▶ [Exercises to complete]:
1. According to the excerpt about Hudson's naval career, on what date was he appointed Chief of Naval Staff?
2. Translate this sentence from the excerpt about Hudson's naval career into French: "He was appointed a Companion of the Order of Australia on 13 June 1987."

▶ [Excerpt provided]:
* * *
Hudson proceeded to command HMA Ships Brisbane, Stalwart, Melbourne, and Vendetta, which included a posting as Fleet Operations Officer during the Vietnam War, having previously served a tour in the Indonesia-Malaysia confrontation from 1964 to 1966.

Hudson then received a series of staff appointments in the Navy Office, firstly as Director of Naval Plans, later becoming Director of Naval Plans and Policy. He then assumed the position of Flag Officer Commanding Her Majesty's Australian Fleet. On 11 June 1984 he was appointed an Officer of the Order of Australia for his service in this position.

Hudson was promoted to vice admiral and was appointed Chief of Naval Staff on 21 April 1985. During his tenure, he signed contracts for the replacement of Collins class submarines, ANZAC class frigates and the Paluma class survey vessels. Also during this period, naval infrastructure was overhauled, Two-Ocean Basing commenced, and service conditions were improved. He was appointed a Companion of the Order of Australia on 13 June 1987.
* * *
▶ [Listed entries]:
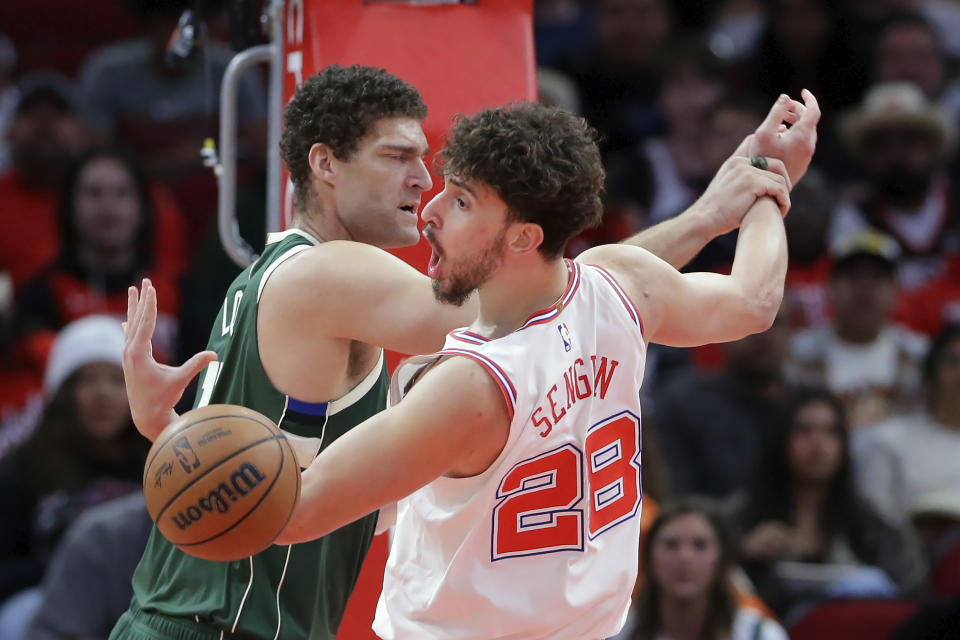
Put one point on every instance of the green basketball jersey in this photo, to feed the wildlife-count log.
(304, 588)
* * *
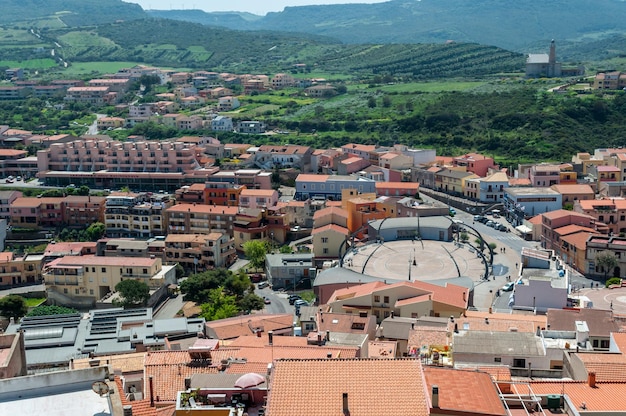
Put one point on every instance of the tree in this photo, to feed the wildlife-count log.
* * *
▶ [Answer set]:
1. 21 April 1985

2. Il a été nommé Compagnon de l'ordre d'Australie le 13 juin 1987.